→ Exercise objective
Each line of the material below that holds the word "harvester" needs to be copied.

→ Working data
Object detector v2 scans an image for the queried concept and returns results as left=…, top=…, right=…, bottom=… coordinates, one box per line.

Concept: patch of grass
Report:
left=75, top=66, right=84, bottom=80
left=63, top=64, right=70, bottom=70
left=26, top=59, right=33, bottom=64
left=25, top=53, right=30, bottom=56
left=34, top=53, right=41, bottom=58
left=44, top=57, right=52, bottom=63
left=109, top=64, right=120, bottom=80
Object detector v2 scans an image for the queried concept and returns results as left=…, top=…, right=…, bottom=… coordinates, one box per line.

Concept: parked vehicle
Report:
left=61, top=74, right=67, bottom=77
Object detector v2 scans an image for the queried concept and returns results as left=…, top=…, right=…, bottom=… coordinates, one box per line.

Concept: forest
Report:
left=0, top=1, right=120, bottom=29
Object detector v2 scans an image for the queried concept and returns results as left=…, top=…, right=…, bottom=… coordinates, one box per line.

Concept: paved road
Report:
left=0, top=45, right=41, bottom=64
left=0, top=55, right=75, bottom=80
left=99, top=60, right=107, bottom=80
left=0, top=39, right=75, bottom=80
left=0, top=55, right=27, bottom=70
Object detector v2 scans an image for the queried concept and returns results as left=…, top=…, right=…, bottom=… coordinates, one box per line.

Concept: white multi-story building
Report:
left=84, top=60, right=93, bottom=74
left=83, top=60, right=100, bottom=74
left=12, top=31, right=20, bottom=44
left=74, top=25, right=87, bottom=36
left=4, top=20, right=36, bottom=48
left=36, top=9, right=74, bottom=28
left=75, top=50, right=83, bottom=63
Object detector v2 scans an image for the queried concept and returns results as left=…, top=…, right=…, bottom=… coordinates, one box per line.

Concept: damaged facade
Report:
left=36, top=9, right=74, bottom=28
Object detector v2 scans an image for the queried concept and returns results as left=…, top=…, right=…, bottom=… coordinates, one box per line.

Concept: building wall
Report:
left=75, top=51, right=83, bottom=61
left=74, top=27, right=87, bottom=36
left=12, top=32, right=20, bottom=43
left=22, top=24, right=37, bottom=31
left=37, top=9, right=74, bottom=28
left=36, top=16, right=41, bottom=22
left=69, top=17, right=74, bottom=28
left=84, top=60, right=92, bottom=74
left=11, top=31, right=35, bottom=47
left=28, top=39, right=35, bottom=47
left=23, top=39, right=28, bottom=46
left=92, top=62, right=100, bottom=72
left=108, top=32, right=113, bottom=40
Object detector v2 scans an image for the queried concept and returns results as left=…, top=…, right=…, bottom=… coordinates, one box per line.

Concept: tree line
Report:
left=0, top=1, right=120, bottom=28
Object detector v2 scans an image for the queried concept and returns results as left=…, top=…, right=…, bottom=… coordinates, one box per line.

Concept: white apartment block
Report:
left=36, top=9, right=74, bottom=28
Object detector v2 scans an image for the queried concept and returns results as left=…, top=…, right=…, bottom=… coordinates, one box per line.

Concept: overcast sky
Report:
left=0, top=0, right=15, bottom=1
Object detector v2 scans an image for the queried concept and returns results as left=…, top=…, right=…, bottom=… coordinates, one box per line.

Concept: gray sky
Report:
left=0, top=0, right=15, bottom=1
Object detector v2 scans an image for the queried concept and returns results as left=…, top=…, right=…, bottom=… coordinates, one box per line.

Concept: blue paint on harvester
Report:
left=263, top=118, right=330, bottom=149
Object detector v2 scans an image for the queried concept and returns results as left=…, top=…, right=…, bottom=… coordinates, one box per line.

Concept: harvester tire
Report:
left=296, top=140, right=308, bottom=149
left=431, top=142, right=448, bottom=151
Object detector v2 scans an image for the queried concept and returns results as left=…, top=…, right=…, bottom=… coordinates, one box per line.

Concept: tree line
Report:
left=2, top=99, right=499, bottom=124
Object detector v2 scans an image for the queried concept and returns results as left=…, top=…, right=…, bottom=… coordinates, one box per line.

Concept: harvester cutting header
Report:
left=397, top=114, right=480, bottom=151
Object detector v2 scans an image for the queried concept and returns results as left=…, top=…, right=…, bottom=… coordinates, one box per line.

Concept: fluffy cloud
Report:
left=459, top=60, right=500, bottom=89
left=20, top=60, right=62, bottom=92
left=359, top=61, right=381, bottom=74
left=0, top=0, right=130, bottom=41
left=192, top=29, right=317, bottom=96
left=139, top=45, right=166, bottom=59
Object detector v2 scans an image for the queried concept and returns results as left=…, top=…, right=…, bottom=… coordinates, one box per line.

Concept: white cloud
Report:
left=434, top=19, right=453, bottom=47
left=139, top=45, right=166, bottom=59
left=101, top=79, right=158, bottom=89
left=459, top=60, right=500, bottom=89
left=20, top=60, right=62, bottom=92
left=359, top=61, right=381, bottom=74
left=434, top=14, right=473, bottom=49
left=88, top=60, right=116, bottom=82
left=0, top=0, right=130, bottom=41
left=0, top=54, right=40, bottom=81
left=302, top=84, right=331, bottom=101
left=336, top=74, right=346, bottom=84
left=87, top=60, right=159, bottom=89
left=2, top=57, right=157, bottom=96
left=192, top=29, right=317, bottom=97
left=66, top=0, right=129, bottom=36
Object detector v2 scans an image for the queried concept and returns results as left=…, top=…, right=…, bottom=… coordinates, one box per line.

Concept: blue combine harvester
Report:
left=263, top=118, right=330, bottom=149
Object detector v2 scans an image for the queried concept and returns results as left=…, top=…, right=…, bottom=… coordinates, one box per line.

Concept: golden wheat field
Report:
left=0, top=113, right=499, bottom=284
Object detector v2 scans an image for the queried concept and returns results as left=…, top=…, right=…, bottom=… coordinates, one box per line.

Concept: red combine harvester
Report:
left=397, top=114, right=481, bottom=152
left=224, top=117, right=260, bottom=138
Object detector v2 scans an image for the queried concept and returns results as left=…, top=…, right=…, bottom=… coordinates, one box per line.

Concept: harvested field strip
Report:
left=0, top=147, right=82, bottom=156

* * *

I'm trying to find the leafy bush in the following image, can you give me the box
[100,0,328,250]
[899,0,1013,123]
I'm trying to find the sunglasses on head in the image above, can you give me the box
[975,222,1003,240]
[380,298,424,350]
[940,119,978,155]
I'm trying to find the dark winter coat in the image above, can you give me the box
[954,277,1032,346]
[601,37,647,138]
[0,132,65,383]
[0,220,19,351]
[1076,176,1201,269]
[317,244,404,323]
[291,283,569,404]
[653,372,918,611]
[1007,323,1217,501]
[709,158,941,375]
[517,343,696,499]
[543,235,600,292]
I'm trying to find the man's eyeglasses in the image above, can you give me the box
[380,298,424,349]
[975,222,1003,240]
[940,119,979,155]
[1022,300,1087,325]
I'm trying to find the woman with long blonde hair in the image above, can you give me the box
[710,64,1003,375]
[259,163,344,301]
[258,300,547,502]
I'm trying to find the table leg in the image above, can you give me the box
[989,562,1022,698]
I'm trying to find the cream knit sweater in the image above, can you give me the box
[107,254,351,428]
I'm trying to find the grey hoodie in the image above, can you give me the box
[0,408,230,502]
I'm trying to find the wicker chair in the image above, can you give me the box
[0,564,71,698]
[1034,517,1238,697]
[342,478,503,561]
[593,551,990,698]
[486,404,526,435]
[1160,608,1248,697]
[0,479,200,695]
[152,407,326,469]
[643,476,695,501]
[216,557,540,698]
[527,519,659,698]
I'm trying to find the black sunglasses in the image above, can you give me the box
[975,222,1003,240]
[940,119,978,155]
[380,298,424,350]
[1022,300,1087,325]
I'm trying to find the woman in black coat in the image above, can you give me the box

→ Reply
Concept: blue paint on harvester
Concept: harvester tire
Concept: harvester cutting header
Concept: blue combine harvester
Concept: red combine harvester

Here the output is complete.